◆ TASK ◆
Retype the data below without altering anything.

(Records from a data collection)
##############################

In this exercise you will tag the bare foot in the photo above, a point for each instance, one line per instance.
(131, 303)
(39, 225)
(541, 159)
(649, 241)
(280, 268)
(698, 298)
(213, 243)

##############################

◆ ANSWER SPACE ◆
In this exercise you will tag the bare foot in the photo above, a point for each instance, one line per instance.
(131, 303)
(39, 225)
(541, 159)
(649, 241)
(280, 268)
(698, 298)
(213, 243)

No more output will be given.